-- Your instructions --
Lines before the one containing "Where can the soldier with" are excluded; retype that line and all remaining lines of the material exactly.

-- Records for this task --
BEGIN
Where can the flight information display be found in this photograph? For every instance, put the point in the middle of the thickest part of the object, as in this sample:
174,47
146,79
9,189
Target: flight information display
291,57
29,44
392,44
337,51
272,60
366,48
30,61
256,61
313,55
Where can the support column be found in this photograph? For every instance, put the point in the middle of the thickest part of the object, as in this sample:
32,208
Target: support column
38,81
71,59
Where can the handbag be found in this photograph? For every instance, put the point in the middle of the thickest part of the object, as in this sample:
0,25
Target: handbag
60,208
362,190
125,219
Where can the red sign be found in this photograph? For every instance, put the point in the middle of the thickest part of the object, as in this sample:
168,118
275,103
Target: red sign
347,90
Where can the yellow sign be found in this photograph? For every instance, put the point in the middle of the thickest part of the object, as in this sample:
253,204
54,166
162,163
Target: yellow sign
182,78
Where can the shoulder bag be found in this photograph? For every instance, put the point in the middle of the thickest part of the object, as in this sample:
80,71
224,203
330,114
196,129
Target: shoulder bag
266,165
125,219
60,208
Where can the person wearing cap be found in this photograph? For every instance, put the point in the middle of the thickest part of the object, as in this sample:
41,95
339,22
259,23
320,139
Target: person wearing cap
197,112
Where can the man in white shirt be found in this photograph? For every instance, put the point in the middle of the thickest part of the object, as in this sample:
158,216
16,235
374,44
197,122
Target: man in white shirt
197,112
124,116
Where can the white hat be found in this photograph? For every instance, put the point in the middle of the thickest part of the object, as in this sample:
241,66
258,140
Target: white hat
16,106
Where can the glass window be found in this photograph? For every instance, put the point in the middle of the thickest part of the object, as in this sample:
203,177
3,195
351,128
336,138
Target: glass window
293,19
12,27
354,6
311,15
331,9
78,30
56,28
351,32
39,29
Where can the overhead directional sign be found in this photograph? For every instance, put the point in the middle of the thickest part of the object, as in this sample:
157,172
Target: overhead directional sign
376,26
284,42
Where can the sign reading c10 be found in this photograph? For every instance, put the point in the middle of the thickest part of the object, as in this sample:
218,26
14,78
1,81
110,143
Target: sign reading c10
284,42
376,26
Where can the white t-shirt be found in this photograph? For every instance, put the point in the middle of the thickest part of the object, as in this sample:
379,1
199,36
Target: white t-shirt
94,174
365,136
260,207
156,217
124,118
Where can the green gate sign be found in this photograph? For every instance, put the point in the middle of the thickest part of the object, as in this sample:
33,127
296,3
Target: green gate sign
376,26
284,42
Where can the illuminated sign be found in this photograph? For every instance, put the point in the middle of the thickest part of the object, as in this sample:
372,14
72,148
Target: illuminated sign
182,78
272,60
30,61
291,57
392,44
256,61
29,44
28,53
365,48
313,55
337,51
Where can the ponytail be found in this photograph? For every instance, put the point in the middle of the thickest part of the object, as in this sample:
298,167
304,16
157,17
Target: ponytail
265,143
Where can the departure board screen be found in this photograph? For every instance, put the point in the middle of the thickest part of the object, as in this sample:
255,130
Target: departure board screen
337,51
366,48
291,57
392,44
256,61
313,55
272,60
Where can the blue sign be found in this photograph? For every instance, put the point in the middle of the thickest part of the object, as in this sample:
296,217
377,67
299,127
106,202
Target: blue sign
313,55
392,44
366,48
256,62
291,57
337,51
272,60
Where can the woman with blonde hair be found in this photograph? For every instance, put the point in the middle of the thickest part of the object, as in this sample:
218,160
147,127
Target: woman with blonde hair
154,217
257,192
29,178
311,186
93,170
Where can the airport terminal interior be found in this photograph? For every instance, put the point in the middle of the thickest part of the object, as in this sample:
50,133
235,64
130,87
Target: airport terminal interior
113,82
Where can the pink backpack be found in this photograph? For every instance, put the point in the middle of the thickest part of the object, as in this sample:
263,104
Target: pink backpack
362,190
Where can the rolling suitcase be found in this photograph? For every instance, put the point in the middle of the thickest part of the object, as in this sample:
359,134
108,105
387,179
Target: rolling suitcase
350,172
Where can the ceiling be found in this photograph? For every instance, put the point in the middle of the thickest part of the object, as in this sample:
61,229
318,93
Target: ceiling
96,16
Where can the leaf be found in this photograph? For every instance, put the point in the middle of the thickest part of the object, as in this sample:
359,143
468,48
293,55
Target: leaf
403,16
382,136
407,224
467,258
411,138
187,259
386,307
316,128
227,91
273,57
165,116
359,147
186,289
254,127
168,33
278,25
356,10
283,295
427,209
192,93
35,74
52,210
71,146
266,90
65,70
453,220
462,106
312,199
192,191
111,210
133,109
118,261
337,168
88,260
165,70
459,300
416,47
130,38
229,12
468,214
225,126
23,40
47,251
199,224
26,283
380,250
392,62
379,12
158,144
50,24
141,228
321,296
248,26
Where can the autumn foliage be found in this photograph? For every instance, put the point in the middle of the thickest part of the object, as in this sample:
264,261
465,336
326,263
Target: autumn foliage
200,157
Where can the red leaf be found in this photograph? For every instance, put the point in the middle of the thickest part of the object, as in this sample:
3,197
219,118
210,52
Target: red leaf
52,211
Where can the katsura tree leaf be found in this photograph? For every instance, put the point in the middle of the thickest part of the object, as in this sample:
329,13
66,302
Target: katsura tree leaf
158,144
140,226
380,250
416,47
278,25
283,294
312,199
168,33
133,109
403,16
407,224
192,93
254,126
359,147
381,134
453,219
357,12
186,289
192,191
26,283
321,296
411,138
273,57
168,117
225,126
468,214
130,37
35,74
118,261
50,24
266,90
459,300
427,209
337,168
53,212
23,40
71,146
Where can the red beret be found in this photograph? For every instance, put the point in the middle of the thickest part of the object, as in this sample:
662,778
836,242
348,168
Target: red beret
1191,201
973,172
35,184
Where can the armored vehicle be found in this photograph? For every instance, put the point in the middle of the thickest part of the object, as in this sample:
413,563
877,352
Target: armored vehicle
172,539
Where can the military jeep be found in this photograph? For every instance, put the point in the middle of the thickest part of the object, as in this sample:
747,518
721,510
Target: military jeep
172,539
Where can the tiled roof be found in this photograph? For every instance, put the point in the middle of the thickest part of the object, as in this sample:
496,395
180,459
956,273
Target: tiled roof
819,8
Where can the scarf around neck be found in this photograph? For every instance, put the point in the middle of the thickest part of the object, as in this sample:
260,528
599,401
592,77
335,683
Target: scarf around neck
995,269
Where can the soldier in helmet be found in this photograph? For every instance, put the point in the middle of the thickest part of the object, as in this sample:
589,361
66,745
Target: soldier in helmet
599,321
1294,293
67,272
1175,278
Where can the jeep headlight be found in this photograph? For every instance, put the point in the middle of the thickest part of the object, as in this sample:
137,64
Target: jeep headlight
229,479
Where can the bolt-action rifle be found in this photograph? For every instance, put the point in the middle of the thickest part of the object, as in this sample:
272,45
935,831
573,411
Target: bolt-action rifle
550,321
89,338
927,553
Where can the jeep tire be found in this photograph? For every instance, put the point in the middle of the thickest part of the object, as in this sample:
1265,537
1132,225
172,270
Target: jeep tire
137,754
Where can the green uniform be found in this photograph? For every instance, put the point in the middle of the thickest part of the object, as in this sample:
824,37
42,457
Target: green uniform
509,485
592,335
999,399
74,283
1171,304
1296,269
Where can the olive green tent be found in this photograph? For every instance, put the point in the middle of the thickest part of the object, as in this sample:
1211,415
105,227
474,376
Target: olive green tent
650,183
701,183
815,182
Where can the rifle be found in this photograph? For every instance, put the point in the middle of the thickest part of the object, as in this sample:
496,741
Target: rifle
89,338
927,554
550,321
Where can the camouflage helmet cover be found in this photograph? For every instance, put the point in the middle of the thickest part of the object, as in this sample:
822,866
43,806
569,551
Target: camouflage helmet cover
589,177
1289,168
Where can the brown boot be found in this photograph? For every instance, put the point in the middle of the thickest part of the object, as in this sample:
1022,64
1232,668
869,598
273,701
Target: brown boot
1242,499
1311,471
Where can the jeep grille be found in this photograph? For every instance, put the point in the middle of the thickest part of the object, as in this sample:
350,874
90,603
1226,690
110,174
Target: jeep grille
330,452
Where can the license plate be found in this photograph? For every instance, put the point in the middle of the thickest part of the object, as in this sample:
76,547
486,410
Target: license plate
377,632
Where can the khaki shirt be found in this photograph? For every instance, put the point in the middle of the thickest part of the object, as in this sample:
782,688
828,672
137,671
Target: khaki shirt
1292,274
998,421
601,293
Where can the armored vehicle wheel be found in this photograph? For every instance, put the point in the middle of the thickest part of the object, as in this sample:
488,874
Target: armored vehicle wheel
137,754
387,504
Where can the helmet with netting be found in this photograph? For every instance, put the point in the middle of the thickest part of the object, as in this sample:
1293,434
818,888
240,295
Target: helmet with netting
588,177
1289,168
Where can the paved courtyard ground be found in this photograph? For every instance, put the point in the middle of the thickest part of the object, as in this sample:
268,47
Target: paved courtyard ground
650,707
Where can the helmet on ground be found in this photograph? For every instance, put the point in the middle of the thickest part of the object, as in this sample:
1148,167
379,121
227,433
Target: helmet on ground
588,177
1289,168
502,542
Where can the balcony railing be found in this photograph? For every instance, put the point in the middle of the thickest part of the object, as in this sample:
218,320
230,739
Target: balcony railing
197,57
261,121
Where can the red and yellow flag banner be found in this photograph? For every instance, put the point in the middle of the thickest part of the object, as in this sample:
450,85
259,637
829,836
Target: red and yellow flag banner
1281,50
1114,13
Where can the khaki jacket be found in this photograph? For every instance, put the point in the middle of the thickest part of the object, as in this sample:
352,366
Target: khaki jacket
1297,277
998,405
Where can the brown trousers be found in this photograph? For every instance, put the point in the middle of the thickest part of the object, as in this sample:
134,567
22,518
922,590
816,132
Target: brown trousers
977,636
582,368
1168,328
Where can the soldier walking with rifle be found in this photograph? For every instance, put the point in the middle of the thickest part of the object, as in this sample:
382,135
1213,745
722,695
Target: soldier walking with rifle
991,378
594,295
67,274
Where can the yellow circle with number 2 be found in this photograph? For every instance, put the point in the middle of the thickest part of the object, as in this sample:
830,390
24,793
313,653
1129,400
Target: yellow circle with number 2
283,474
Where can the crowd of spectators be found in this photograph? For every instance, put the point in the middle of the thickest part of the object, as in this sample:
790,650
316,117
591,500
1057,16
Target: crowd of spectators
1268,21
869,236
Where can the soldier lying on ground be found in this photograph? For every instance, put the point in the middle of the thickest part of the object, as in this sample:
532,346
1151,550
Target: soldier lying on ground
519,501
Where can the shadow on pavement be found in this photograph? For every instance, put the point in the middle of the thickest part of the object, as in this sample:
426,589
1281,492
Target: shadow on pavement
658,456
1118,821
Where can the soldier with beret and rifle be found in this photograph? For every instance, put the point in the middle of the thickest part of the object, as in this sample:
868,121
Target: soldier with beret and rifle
END
-- Response to this task --
Where can the soldier with beret and rifle be found in this photograph? For every instance, put the point in the middle of the thickest part of the object, as in this sample:
868,121
Target: soldier with beret and rifle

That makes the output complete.